-- Your goal --
Find the line that contains "Wildlife-survey tagging: tag each instance of the white wall". Then set down that line and all the lines after it, to the end of the records, exactly and with nothing added.

[Dataset rows]

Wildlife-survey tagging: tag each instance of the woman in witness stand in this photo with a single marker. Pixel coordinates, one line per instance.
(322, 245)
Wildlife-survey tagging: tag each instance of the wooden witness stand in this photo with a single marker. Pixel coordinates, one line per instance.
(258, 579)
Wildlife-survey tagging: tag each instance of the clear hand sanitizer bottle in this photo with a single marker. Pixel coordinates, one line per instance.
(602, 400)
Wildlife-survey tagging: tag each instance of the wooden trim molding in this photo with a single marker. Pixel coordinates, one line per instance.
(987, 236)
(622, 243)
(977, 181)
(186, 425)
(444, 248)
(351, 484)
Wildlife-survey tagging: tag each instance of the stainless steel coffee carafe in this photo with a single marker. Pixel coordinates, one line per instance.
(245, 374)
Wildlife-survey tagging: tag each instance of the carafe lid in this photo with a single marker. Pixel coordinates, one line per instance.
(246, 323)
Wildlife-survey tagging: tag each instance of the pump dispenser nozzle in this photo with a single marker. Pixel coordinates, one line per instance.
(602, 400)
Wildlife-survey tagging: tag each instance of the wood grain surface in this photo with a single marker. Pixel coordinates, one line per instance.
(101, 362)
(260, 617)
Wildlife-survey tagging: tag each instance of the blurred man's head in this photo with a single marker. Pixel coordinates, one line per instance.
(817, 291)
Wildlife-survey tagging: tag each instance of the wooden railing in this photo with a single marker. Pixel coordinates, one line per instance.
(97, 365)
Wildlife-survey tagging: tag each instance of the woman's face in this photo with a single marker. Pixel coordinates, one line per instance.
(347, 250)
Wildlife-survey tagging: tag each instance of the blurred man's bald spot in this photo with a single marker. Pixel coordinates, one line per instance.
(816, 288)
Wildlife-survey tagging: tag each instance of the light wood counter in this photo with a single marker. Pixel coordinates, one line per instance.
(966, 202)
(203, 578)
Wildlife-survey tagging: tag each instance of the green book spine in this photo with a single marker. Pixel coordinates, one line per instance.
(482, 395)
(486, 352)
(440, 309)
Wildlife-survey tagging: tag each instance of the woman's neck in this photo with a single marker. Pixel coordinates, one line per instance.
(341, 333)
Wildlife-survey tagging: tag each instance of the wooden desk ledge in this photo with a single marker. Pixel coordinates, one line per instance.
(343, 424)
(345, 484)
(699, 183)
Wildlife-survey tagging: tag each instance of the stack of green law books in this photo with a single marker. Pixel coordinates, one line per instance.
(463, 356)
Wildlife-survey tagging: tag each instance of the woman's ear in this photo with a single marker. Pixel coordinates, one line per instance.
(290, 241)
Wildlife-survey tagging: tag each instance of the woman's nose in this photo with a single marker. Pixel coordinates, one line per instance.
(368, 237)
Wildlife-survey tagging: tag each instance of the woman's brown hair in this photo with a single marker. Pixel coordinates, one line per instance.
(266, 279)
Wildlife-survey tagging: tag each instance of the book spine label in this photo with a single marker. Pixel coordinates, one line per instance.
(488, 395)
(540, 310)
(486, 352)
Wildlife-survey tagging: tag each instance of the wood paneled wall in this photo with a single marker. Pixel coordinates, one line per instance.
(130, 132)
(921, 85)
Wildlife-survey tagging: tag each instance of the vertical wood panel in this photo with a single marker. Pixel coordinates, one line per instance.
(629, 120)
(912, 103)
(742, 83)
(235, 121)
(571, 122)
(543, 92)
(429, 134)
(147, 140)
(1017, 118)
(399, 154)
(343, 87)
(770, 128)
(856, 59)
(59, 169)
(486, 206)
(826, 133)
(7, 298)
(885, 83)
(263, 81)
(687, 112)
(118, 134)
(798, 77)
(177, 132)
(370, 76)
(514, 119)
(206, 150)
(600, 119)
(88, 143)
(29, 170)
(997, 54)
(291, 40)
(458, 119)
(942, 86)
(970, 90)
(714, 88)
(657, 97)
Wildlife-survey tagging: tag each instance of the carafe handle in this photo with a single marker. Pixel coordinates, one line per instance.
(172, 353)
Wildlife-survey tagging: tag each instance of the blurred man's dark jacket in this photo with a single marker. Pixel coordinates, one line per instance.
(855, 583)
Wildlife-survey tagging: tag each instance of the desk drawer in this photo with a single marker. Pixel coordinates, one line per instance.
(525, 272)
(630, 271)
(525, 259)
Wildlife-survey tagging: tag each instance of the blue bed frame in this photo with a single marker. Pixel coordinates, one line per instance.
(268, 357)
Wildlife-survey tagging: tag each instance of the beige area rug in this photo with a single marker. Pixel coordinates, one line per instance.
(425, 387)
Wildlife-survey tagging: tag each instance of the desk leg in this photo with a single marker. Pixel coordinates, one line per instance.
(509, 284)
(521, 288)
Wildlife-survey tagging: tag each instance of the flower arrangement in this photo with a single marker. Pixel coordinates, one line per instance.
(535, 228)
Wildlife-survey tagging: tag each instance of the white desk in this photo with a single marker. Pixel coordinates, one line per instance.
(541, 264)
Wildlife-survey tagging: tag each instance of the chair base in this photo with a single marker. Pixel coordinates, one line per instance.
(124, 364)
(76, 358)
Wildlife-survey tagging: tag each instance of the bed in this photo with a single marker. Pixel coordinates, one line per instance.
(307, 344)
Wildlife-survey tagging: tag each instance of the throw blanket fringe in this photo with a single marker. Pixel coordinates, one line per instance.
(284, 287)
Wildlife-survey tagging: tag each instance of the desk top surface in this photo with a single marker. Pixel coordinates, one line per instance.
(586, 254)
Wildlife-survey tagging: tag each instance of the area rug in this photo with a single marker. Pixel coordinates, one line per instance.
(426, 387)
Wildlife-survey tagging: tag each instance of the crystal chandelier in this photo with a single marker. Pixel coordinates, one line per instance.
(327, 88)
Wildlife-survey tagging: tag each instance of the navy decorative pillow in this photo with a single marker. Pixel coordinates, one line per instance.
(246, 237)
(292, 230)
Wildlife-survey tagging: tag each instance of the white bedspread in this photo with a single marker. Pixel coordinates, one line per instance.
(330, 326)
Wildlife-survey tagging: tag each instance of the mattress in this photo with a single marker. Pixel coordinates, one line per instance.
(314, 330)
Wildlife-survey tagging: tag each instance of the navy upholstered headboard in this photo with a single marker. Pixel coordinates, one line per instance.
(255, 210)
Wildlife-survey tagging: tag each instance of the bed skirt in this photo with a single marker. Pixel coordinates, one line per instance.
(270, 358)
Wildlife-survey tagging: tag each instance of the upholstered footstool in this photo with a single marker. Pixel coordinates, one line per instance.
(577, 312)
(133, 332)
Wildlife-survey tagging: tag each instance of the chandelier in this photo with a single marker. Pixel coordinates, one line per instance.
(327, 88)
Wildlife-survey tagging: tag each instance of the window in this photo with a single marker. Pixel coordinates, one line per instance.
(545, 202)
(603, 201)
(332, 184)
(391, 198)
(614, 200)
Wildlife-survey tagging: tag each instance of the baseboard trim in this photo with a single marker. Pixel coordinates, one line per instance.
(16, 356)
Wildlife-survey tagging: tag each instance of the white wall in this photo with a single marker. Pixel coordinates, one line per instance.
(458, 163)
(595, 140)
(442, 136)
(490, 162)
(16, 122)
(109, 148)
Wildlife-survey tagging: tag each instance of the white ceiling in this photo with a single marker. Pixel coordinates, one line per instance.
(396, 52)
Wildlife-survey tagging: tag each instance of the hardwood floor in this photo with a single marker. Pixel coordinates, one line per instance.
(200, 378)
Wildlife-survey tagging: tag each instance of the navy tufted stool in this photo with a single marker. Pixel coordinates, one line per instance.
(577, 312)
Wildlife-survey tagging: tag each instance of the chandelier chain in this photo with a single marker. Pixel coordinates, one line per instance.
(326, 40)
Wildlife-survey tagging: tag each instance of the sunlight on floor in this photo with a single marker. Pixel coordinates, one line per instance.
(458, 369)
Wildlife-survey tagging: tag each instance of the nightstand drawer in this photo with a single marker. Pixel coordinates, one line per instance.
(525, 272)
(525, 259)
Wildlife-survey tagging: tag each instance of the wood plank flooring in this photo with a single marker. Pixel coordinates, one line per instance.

-- Exercise solution --
Wildlife-survey tagging: tag each instance of the white wall in this photo with a single marker. Pixel coordinates, one line per instance.
(458, 163)
(595, 140)
(442, 136)
(490, 162)
(16, 122)
(109, 148)
Wildlife-survey tagging: tag each instance of the white ceiling in this photo with a single marker. Pixel coordinates, one line per instance.
(396, 52)
Wildlife-survey tagging: tag each instance of the hardwood floor in this photo with a single marker. Pixel coordinates, one line per instance.
(200, 378)
Wildlife-survey tagging: tag each instance of the navy tufted stool in this photo with a single marker. Pixel coordinates, one line per instance.
(577, 312)
Wildlife-survey tagging: tag each instance of the chandelier chain in this photo with a single marker. Pixel coordinates, one line per instance.
(326, 40)
Wildlife-survey tagging: tag each instance of the sunlight on floor in this photo with a single marker. Pixel coordinates, one line per instance.
(458, 369)
Wildlife-survey tagging: tag each instance of the nightstand drawer in this photo with a single marker. Pixel coordinates, one line per instance.
(525, 272)
(525, 259)
Wildlife-survey tagging: tag each instance of the wood plank flooring in this photo with a single marker. Pixel coordinates, one line per instance.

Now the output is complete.